Write again exactly the lines in the listing below, starting at the line with "locate the tree bark in the photo above" and ending at the line with "locate the glowing light in the photo above", both included. Pictures are not copied.

================

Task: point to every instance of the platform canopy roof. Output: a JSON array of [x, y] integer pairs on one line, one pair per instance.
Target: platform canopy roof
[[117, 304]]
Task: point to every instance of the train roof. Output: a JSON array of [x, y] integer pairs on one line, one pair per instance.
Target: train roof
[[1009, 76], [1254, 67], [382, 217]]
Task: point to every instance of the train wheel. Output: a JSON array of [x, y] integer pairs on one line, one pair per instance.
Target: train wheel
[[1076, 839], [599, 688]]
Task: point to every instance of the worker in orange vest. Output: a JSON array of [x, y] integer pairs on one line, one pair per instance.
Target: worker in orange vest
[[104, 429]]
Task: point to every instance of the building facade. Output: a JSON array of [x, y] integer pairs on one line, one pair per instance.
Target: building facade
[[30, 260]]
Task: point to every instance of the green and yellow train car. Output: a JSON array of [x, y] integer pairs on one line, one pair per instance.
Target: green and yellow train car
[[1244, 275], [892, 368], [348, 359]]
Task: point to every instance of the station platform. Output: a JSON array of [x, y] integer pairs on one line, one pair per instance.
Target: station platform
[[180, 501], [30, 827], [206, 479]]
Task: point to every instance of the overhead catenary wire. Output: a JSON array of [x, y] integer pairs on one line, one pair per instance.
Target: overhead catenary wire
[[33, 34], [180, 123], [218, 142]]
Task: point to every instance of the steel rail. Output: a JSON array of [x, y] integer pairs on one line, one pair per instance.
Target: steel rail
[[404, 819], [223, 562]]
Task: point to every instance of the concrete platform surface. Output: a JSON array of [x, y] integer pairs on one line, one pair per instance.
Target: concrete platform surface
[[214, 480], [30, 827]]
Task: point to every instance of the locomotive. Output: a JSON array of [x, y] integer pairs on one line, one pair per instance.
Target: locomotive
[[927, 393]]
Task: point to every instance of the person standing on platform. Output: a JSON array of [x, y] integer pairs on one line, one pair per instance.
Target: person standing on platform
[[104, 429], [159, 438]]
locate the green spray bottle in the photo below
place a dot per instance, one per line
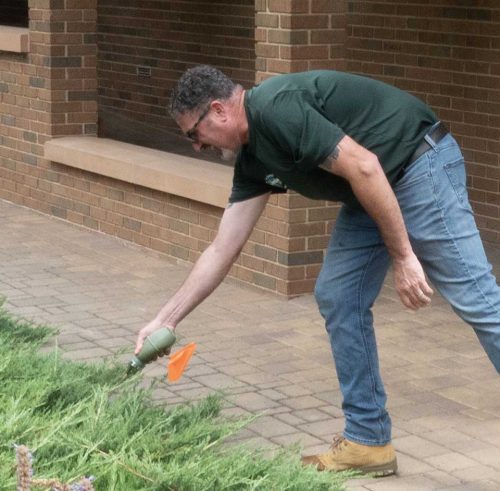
(159, 342)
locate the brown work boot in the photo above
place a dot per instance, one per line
(346, 455)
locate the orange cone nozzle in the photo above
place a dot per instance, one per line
(178, 362)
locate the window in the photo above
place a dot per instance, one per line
(14, 13)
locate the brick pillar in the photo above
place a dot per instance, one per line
(63, 60)
(292, 36)
(62, 92)
(297, 35)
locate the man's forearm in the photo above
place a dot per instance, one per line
(377, 198)
(207, 274)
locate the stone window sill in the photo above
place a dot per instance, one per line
(14, 39)
(202, 181)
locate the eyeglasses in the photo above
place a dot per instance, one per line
(192, 134)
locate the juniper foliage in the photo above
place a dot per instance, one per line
(83, 419)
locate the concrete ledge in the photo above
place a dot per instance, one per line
(198, 180)
(15, 39)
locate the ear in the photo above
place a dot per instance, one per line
(219, 109)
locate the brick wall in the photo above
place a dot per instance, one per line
(298, 35)
(145, 46)
(49, 92)
(14, 13)
(448, 54)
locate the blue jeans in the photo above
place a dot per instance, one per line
(433, 198)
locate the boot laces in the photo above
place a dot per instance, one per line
(337, 444)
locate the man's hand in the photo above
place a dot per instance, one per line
(410, 282)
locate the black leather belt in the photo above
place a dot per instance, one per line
(436, 134)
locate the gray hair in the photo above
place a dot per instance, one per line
(197, 87)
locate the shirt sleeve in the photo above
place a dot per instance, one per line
(298, 126)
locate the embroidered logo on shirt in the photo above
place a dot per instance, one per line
(272, 180)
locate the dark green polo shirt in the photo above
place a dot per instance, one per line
(296, 121)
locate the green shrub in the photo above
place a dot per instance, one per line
(86, 419)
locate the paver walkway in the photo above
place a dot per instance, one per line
(272, 354)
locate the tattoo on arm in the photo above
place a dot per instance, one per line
(330, 160)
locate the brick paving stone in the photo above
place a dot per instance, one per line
(450, 461)
(476, 473)
(269, 426)
(302, 402)
(302, 439)
(412, 483)
(253, 401)
(90, 354)
(481, 485)
(323, 429)
(312, 414)
(99, 291)
(418, 447)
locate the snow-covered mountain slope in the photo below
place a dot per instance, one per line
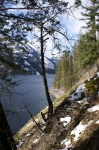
(30, 60)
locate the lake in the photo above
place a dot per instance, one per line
(30, 91)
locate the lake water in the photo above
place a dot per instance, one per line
(32, 92)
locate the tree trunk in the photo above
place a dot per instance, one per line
(50, 104)
(6, 137)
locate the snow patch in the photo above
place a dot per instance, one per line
(94, 108)
(98, 74)
(79, 130)
(26, 63)
(36, 140)
(20, 143)
(67, 143)
(66, 120)
(78, 92)
(97, 122)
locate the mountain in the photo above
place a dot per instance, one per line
(30, 60)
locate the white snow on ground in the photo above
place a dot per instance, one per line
(79, 130)
(29, 124)
(67, 143)
(98, 74)
(36, 140)
(20, 143)
(78, 92)
(97, 122)
(66, 120)
(26, 63)
(28, 134)
(94, 108)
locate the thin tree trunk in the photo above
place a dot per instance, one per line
(50, 109)
(6, 137)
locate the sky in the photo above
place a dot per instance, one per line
(73, 26)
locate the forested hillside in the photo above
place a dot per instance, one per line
(83, 54)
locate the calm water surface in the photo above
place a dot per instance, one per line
(33, 95)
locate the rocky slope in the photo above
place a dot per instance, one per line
(74, 125)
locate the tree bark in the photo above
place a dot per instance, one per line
(50, 104)
(6, 137)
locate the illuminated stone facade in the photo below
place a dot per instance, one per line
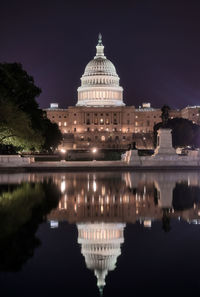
(101, 119)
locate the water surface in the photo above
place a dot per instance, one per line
(105, 233)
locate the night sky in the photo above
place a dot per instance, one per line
(155, 46)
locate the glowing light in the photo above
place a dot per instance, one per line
(94, 150)
(63, 186)
(62, 150)
(94, 186)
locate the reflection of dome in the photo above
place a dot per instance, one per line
(100, 82)
(100, 244)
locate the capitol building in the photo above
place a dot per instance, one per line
(101, 119)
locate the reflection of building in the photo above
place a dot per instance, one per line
(100, 117)
(100, 245)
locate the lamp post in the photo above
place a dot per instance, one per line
(94, 150)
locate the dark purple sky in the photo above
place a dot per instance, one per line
(155, 46)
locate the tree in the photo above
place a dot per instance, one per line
(30, 128)
(15, 128)
(184, 132)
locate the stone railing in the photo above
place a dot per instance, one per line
(15, 160)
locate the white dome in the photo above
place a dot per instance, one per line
(100, 82)
(100, 66)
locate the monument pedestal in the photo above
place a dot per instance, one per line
(164, 146)
(134, 159)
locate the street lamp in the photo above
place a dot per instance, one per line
(94, 150)
(63, 154)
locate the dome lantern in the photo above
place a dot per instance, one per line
(100, 48)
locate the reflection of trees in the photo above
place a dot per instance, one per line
(21, 211)
(185, 196)
(166, 220)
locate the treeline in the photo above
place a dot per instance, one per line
(23, 125)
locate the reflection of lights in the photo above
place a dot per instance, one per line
(94, 150)
(63, 186)
(54, 224)
(94, 186)
(63, 151)
(147, 223)
(65, 201)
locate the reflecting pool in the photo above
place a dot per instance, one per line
(100, 234)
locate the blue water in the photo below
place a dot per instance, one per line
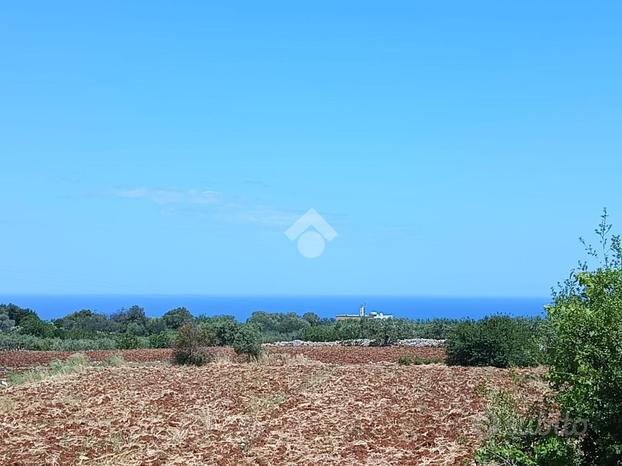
(54, 306)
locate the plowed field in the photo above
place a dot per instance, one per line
(287, 410)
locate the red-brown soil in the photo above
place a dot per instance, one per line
(288, 409)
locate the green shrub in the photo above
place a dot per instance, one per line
(128, 341)
(248, 341)
(515, 438)
(190, 344)
(586, 351)
(498, 341)
(161, 340)
(14, 341)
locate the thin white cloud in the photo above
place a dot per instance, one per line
(172, 196)
(209, 203)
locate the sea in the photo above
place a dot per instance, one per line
(412, 307)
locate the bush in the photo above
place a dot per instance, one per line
(177, 318)
(498, 341)
(586, 351)
(190, 344)
(248, 341)
(524, 439)
(128, 341)
(15, 341)
(161, 340)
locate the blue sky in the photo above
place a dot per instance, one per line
(457, 148)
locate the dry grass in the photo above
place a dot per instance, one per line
(282, 410)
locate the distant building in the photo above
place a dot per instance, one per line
(363, 315)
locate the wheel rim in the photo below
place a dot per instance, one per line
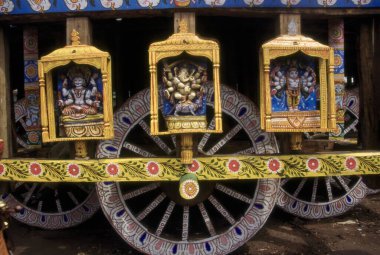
(145, 217)
(316, 198)
(53, 206)
(47, 205)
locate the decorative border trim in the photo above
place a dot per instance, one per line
(50, 6)
(210, 168)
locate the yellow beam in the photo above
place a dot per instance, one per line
(207, 168)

================

— THE COMPLETED TASK —
locate the tree bark in the photo above
place a dot per instance, one per line
(50, 104)
(6, 137)
locate the illuminated stone facade in the photo below
place a dot per instance, one per line
(101, 119)
locate the water surface in the photo above
place a dot per instance, one per line
(105, 233)
locate the night sky in the photo above
place a dot per instance, one per line
(155, 46)
locate the glowing light in the photo above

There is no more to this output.